> _Work to do_: Please lay out every one of the rows below as a two-column CSV with the headers request and answer. Give one CSV line per row, put each field in double quotes, and turn line breaks into spaces.

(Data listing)
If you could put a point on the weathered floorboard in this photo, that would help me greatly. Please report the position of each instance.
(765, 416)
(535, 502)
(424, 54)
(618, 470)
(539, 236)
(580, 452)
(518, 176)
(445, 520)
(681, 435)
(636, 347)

> _Written reply_:
request,answer
"If you could put a point on the weathered floorboard in this photo, that would help me greatly. Please report the position of each instance.","(765, 416) (535, 502) (424, 54) (618, 470) (539, 236) (580, 452) (518, 176) (445, 520) (681, 435) (636, 347)"